— start Input records —
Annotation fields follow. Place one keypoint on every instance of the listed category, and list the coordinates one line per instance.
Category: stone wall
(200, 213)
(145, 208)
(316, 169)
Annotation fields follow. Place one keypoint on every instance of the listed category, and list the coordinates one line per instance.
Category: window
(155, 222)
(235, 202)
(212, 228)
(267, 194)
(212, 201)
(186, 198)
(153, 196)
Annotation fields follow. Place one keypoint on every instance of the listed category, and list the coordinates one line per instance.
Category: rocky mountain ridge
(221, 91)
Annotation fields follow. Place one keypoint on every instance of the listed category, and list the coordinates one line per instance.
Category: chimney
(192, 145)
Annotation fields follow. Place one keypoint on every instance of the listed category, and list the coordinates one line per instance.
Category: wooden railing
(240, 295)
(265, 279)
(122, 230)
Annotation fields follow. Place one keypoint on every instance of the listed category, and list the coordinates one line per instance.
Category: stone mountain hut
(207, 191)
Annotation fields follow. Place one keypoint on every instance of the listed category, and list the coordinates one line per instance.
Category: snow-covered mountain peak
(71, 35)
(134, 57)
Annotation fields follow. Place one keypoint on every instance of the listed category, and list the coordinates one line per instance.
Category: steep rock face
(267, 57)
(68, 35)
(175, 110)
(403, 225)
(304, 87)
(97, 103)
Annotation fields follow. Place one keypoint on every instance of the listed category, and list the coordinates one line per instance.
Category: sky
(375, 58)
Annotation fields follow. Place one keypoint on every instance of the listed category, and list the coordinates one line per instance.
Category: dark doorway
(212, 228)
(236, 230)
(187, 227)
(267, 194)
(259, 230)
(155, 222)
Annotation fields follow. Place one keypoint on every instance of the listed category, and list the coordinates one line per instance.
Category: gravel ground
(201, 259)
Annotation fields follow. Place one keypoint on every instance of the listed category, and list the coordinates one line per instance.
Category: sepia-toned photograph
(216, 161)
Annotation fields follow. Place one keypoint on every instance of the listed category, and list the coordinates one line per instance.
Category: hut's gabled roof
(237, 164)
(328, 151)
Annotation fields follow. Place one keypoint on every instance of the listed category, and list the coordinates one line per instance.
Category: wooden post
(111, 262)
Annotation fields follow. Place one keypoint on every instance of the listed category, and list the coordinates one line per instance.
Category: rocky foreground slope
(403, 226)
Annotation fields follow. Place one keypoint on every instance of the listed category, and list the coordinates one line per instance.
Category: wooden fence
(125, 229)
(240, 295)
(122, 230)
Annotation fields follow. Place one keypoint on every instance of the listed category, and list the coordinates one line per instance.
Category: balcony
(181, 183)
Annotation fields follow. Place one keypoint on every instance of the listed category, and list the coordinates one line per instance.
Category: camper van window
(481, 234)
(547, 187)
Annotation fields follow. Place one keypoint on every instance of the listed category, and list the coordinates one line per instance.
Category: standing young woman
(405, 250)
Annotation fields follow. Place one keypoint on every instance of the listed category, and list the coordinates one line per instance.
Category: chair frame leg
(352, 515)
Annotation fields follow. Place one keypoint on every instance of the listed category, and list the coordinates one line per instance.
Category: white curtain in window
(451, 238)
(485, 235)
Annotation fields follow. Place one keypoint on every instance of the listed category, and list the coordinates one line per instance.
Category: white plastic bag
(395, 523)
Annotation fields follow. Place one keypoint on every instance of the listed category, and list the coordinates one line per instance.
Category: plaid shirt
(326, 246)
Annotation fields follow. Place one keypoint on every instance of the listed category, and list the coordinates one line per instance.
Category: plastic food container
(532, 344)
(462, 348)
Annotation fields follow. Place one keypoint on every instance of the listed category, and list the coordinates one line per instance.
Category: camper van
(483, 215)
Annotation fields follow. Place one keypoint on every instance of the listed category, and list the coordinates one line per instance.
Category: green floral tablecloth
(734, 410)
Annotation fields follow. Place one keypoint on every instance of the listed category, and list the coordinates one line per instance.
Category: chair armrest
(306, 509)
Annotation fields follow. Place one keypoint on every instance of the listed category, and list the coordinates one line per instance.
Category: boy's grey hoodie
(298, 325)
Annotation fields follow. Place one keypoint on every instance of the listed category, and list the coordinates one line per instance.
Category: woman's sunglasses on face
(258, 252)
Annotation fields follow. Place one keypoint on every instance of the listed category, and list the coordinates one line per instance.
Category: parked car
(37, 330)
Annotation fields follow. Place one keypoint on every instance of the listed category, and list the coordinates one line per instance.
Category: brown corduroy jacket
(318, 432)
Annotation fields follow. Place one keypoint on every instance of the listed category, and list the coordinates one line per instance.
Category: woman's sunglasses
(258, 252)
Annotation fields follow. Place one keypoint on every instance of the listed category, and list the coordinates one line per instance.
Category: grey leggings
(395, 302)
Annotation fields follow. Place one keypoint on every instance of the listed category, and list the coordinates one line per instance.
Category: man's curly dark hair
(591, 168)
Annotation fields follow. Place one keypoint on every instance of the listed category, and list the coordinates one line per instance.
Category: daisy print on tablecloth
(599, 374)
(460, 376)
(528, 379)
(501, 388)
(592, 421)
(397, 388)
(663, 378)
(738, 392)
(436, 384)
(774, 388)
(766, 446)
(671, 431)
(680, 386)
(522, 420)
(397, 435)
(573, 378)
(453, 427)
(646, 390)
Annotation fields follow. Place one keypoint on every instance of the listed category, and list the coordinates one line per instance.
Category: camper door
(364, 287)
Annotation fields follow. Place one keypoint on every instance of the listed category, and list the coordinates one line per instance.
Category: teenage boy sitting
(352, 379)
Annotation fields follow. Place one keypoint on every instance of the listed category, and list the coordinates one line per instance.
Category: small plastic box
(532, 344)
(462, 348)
— end Input records —
Retype the entries exactly, including every line.

Annotation fields follow. Place one keypoint on every instance of the listed category, and list the coordinates one line per instance.
Category: stone wall
(200, 213)
(145, 208)
(316, 169)
Annotation fields follow. Place one keypoint on every instance of the listed category, and list the coordinates one line per instance.
Category: window
(155, 222)
(235, 202)
(212, 228)
(267, 194)
(212, 201)
(186, 198)
(153, 196)
Annotation fields follow. Place one keypoint on every instance of the listed category, and list the coordinates one line per instance.
Category: rocky mountain ridge
(221, 91)
Annotation fields follow. Place one keypoint on every instance of the listed category, and list the coordinates one line per instance.
Category: chimney
(192, 145)
Annotation fields follow. Place one keypoint on every instance of the listed category, and list the coordinates one line per instance.
Category: wooden railing
(240, 295)
(265, 279)
(122, 230)
Annotation fields follow. Place one keypoint on every instance of the listed category, and list the coordinates one line per instance.
Category: stone mountain hut
(207, 191)
Annotation fields follow. Place one keypoint on every instance of the listed category, and list the coordinates one line per instance.
Category: snow-covered mountain peak
(71, 35)
(134, 57)
Annotation fields follow. Place one keypoint on every instance of the listed category, and list the coordinates one line per instance.
Category: steep rock face
(267, 57)
(68, 35)
(175, 110)
(403, 225)
(304, 87)
(97, 103)
Annotation fields follow. Place one keypoint on every instance of the listed category, and list the coordinates one line per instance.
Category: sky
(375, 58)
Annotation fields follow. Place one keypoint on every instance of the listed category, and list the coordinates one line per instance.
Category: dark doorway
(212, 228)
(236, 230)
(187, 227)
(267, 194)
(259, 230)
(155, 222)
Annotation fields follow. Place one keypoint on every instance of the listed category, and list the coordinates one line per instance.
Category: gravel ground
(201, 259)
Annotation fields follow. Place one keypoint on every instance of the listed category, and list the coordinates one line per instance.
Category: sepia-toned photograph
(216, 161)
Annotation fields follow. Place one keypoint on every instance of the listed category, and list the coordinates one line per instance.
Category: hut's gabled roof
(237, 164)
(328, 151)
Annotation fields follow. Place one keypoint on every instance of the listed category, and list the coordinates one line per instance.
Category: wooden post
(111, 262)
Annotation fields follow. Place one keypoint on every instance of the listed category, and list the coordinates one line per instance.
Category: rocky foreground slope
(403, 226)
Annotation fields follow. Place one keypoint on every instance of the listed category, and list the coordinates one line per instance.
Category: wooden fence
(125, 229)
(240, 295)
(122, 230)
Annotation fields follow. Place one keypoint on every instance of the listed category, and list the coordinates one line per instance.
Category: balcony
(181, 183)
Annotation fields follow. Place one keypoint on every instance of the listed category, and list the coordinates one line per instance.
Category: camper van window
(481, 234)
(547, 187)
Annotation fields follow. Place one keypoint on every instance of the listed category, and list the coordinates one line per instance.
Category: standing young woman
(405, 250)
Annotation fields follow. Place one keypoint on every instance of the listed category, and list the coordinates one line per instance.
Category: chair frame leg
(352, 515)
Annotation fields follow. Place one keypoint on every instance of the listed category, and list the coordinates one line per instance.
Category: white curtain in window
(451, 238)
(485, 235)
Annotation fields follow. Place one keypoint on every instance of the listed category, and list the coordinates one line per instance.
Category: white plastic bag
(395, 523)
Annotation fields follow. Place one keypoint on every instance of the listed category, and list the coordinates one line per instance.
Category: plaid shirt
(326, 246)
Annotation fields follow. Place one keypoint on every instance of the listed category, and list the coordinates one line per instance.
Category: plastic food container
(532, 344)
(462, 348)
Annotation fields follow. Place one keypoint on every instance of the listed category, and list the coordinates one line per instance.
Category: camper van
(483, 215)
Annotation fields follow. Place one keypoint on every instance of the listed category, and list the coordinates one line per instance.
Category: green floral tablecloth
(734, 410)
Annotation fields follow. Place one keypoint on every instance of the listed category, and list the coordinates one line per instance.
Category: chair armrest
(306, 509)
Annotation fields follow. Place one keypoint on every instance of the listed category, and list the coordinates one line per instance.
Category: boy's grey hoodie
(298, 325)
Annotation fields follow. Place one keypoint on every instance of the listed category, and list the coordinates one line per instance.
Category: woman's sunglasses on face
(258, 252)
Annotation fields follow. Place one keypoint on every instance of the listed category, and list the coordinates one line per instance.
Category: parked car
(37, 330)
Annotation fields follow. Place one keypoint on every instance of the listed category, and list the coordinates one line per instance.
Category: brown corduroy jacket
(318, 432)
Annotation fields follow. Place one keypoint on every instance of the listed category, and list the coordinates one line per instance.
Category: woman's sunglasses
(258, 252)
Annotation fields follow. Place one keypoint on every instance of the listed category, and list the coordinates one line per instance.
Category: grey leggings
(395, 302)
Annotation fields follow. Place one keypoint on every instance of the listed category, and list the coordinates one line per instance.
Category: man's curly dark hair
(591, 168)
Annotation fields follow. Place one keypoint on every instance of the listed category, and list the coordinates one line per instance.
Category: daisy print on tablecloth
(599, 374)
(460, 376)
(528, 379)
(501, 388)
(592, 421)
(397, 388)
(663, 378)
(738, 392)
(436, 384)
(774, 388)
(766, 446)
(671, 431)
(680, 386)
(522, 420)
(397, 435)
(573, 378)
(453, 427)
(646, 390)
Annotation fields follow. Place one keypoint on every instance of the listed category, and list the coordinates one line per instance.
Category: camper door
(364, 287)
Annotation fields follow. Place one keypoint on every instance of the listed category, and list the coordinates one line per instance.
Category: teenage boy sitting
(352, 379)
Annotation fields follow. Place one keypoint on every instance of the listed category, and list the coordinates one line per instance.
Category: small plastic box
(532, 344)
(462, 348)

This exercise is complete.